▶ DESCRIPTION OF THE TASK:
Reproduce the rows below, starting at the line that contains "Can you find the man?" and ending at the final line of the rows, requests included. Scale every point coordinate in the answers by 1.15 and round each result to a whole number, rounding halves up.
· · · · · · ·
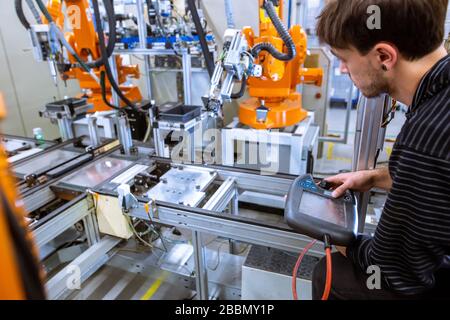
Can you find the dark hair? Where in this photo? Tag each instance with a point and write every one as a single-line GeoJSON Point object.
{"type": "Point", "coordinates": [415, 27]}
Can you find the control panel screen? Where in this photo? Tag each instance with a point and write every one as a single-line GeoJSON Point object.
{"type": "Point", "coordinates": [332, 211]}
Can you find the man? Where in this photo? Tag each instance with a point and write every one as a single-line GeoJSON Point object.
{"type": "Point", "coordinates": [402, 55]}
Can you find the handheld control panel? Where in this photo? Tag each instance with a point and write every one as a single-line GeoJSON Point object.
{"type": "Point", "coordinates": [311, 210]}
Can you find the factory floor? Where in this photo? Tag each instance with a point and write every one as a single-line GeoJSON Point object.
{"type": "Point", "coordinates": [140, 273]}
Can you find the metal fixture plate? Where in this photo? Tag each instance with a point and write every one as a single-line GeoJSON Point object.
{"type": "Point", "coordinates": [45, 162]}
{"type": "Point", "coordinates": [185, 186]}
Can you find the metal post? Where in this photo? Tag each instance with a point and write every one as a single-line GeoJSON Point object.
{"type": "Point", "coordinates": [201, 279]}
{"type": "Point", "coordinates": [369, 139]}
{"type": "Point", "coordinates": [93, 131]}
{"type": "Point", "coordinates": [65, 128]}
{"type": "Point", "coordinates": [347, 120]}
{"type": "Point", "coordinates": [112, 63]}
{"type": "Point", "coordinates": [142, 30]}
{"type": "Point", "coordinates": [234, 208]}
{"type": "Point", "coordinates": [123, 127]}
{"type": "Point", "coordinates": [187, 77]}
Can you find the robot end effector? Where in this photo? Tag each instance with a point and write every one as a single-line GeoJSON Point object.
{"type": "Point", "coordinates": [235, 64]}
· · · · · · ·
▶ EXERCISE ANSWER:
Can you find the man? Where in this photo? Tag each instance with a point and write every one as a single-line GeoJSON Point object.
{"type": "Point", "coordinates": [462, 63]}
Can you find the handheld control panel? Where in this photo? Tag each instance with a point and write every one as a single-line GeoJSON Point object.
{"type": "Point", "coordinates": [358, 242]}
Can you find the factory floor? Where in this photo? Tag each instance with a point and write every one as a single-line GeoJSON Point object.
{"type": "Point", "coordinates": [161, 314]}
Can you find the metal fixture plate? Where in this photo? Tag each instance with a point and write every one as a single-line GeoJSON Point object.
{"type": "Point", "coordinates": [52, 186]}
{"type": "Point", "coordinates": [213, 214]}
Can you find the metal post? Where in this photo? Tag each instance with a point and write every one as a single-line GeoJSON Point object.
{"type": "Point", "coordinates": [231, 321]}
{"type": "Point", "coordinates": [424, 160]}
{"type": "Point", "coordinates": [107, 151]}
{"type": "Point", "coordinates": [75, 147]}
{"type": "Point", "coordinates": [399, 138]}
{"type": "Point", "coordinates": [129, 72]}
{"type": "Point", "coordinates": [163, 35]}
{"type": "Point", "coordinates": [269, 239]}
{"type": "Point", "coordinates": [141, 146]}
{"type": "Point", "coordinates": [215, 89]}
Can you find the robot end effector? Where in this photo? Tag each instance with a point and write every one as a single-line GeoJSON Point object.
{"type": "Point", "coordinates": [270, 74]}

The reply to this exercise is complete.